## Exercise directions
Reproduce each line from the first in the data through the line that contains "Annotate every tree" exactly; give nothing else.

Data records
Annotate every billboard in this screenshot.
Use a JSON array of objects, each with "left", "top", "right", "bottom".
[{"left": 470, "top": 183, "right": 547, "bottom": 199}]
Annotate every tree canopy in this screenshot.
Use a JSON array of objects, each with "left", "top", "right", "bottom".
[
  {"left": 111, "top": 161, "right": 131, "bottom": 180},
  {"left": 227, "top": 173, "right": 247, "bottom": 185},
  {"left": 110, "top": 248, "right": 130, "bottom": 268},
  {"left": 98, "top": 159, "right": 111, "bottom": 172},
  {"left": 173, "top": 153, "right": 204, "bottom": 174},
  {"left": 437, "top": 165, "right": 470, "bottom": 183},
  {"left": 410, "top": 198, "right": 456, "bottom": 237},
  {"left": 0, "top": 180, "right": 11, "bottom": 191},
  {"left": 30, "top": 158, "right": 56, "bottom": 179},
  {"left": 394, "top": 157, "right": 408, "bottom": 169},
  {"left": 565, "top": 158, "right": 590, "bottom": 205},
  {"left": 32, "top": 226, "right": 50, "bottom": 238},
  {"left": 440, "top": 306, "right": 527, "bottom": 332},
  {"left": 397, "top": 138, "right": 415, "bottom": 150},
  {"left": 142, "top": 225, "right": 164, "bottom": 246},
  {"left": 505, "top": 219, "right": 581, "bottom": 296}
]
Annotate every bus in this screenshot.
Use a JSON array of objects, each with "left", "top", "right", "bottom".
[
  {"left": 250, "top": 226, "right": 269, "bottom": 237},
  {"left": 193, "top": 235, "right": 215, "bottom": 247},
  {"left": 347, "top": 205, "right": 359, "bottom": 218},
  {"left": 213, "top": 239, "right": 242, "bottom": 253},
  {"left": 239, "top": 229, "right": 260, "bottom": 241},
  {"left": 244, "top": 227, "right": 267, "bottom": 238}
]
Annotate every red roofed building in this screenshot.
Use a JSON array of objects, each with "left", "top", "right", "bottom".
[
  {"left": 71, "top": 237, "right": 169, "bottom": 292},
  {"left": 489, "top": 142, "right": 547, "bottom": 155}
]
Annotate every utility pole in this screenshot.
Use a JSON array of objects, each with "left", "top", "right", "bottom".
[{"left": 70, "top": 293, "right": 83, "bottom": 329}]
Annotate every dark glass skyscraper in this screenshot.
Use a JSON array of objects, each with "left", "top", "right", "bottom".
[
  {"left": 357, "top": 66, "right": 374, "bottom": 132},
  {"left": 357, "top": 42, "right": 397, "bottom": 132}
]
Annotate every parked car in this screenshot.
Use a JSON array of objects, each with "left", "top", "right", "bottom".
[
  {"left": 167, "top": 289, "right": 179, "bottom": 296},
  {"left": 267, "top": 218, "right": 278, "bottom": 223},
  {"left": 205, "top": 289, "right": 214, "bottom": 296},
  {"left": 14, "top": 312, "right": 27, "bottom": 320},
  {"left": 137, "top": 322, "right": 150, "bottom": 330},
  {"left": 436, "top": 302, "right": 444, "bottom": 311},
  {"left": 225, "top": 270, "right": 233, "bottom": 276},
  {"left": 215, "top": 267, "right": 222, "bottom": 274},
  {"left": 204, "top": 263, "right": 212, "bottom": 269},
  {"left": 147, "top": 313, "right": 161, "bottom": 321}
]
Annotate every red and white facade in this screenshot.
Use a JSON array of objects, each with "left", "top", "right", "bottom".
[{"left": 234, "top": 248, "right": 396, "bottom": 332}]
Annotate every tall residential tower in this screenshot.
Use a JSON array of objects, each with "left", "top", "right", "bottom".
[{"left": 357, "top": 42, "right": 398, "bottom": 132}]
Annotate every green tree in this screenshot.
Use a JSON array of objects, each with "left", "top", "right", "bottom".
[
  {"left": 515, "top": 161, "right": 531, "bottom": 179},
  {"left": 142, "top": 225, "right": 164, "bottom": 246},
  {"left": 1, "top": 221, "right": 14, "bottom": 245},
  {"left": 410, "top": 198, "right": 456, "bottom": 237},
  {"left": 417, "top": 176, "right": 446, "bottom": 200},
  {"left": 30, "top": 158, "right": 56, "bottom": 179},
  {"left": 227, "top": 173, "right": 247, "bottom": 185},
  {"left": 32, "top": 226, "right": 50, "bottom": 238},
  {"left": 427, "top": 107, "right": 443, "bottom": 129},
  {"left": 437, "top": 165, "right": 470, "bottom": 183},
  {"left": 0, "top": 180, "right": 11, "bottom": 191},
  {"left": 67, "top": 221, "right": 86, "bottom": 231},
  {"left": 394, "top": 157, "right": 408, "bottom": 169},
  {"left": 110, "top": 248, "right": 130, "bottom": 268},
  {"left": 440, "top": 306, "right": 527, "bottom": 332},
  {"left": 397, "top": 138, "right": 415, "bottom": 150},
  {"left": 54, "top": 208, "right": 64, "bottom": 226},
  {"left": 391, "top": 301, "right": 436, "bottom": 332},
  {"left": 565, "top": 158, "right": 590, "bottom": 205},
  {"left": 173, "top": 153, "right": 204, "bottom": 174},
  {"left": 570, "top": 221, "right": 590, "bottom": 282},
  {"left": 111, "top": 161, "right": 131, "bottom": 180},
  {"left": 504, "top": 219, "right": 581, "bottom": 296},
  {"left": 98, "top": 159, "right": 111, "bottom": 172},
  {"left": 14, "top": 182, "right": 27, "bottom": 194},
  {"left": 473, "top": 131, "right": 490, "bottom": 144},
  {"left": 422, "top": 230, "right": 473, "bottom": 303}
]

## Solution to the exercise
Annotate every billboard in this screenshot.
Use a JSON array of objects, each with "left", "top", "right", "bottom".
[{"left": 470, "top": 183, "right": 547, "bottom": 199}]
Annotate every tree canopy in this screenshot.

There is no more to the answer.